Duplicate every line of the listing below word for word, including all the coordinates.

>> BEGIN Source data

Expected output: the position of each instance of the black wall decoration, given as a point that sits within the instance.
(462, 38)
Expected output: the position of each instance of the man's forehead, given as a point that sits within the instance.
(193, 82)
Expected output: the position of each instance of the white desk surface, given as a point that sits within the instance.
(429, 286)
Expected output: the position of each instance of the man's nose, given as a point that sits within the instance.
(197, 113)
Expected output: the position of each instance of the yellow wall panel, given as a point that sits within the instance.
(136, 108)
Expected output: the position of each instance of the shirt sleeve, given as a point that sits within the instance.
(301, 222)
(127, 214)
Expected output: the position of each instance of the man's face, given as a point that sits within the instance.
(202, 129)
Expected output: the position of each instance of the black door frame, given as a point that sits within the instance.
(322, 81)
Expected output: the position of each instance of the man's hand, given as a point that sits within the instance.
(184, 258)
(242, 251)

>> END Source data

*Exercise answer*:
Expected output: the position of each instance of the black wall decoration, given as a point that sits within the instance.
(462, 38)
Expected output: the position of each instance of the man's forehead, given as a point that sits within the instance.
(193, 82)
Expected output: the position of each instance of the white desk surface, given as a point that sits within the instance.
(429, 286)
Expected output: the position of each instance of the man's nose, given as a point that sits within the instance.
(197, 113)
Expected output: the position of each instance of the yellow wall panel, given as a point that sits within the instance.
(136, 108)
Expected output: the position of each instance of the shirt sleeve, given as a point that sits within the instance.
(301, 222)
(127, 214)
Expected output: the position of each instance of the man's face, given as a point that sits within the instance.
(202, 129)
Expected output: the position of each instance of the black door frame, given as a point that sits within the instance.
(322, 81)
Expected output: the position of each instance of the man's hand, given as a point that sits within the instance.
(184, 258)
(242, 251)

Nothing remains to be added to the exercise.